## What to work on
Pick every line out of the entries below that holds the string "jacket", and report them.

## Material provided

>>

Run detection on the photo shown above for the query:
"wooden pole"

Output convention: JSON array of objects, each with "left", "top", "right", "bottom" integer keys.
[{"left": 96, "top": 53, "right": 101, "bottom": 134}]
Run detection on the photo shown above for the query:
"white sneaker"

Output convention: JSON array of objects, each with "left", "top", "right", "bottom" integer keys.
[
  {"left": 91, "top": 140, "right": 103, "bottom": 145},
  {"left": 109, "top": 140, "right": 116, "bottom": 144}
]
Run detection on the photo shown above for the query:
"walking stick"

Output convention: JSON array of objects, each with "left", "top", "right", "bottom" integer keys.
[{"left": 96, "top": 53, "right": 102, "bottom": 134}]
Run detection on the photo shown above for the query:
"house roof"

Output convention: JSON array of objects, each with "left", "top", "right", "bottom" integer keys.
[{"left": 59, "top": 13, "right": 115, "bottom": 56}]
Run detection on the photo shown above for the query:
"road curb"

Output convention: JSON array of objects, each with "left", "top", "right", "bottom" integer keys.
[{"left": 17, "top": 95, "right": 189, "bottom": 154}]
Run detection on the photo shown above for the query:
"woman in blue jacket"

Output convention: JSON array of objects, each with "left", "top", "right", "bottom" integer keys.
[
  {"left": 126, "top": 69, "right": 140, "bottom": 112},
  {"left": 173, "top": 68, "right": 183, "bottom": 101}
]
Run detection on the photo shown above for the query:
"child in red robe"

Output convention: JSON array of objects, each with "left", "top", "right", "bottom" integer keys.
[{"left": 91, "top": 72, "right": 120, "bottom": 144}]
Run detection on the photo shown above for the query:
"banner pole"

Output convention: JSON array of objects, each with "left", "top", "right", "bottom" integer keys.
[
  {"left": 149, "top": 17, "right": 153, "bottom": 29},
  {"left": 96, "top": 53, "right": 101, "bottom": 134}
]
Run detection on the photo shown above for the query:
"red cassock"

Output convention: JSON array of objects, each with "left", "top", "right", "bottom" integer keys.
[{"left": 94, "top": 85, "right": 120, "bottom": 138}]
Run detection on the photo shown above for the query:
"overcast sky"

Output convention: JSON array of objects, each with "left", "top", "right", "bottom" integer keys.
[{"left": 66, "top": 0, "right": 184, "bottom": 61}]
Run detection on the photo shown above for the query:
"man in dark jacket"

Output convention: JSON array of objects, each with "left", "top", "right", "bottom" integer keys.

<<
>>

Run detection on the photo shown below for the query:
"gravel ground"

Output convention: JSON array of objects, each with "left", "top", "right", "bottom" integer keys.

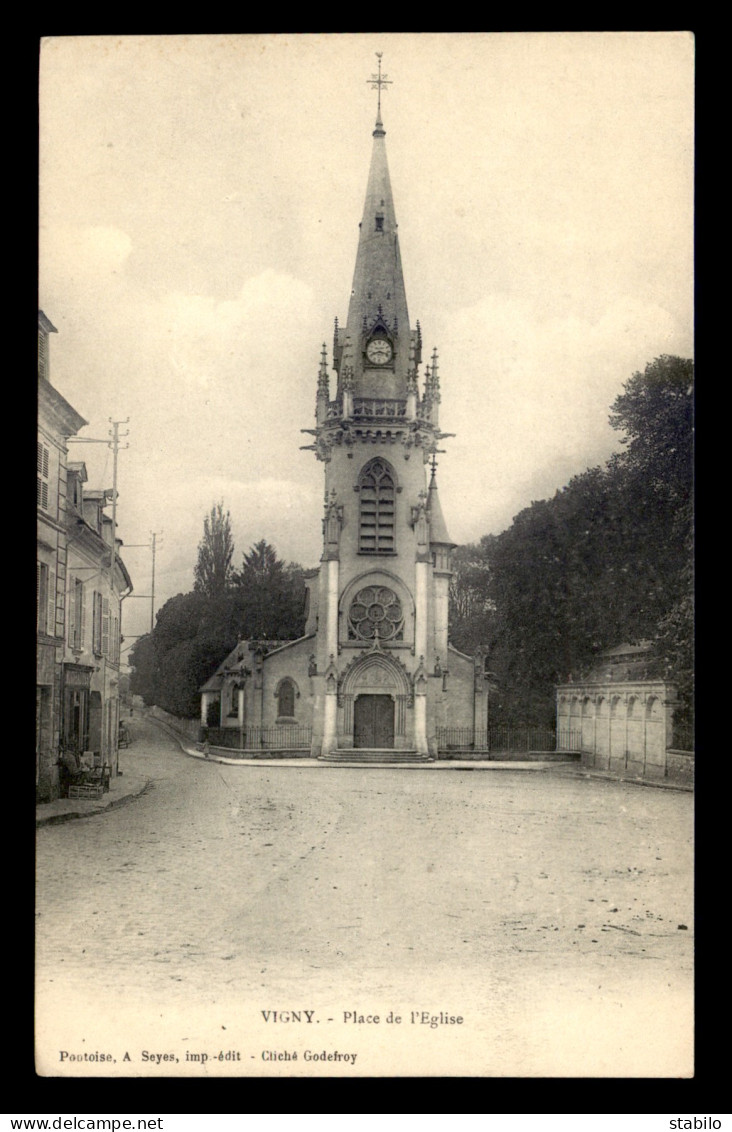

<<

## Written reply
"woman in blue jacket"
"man in dark jacket"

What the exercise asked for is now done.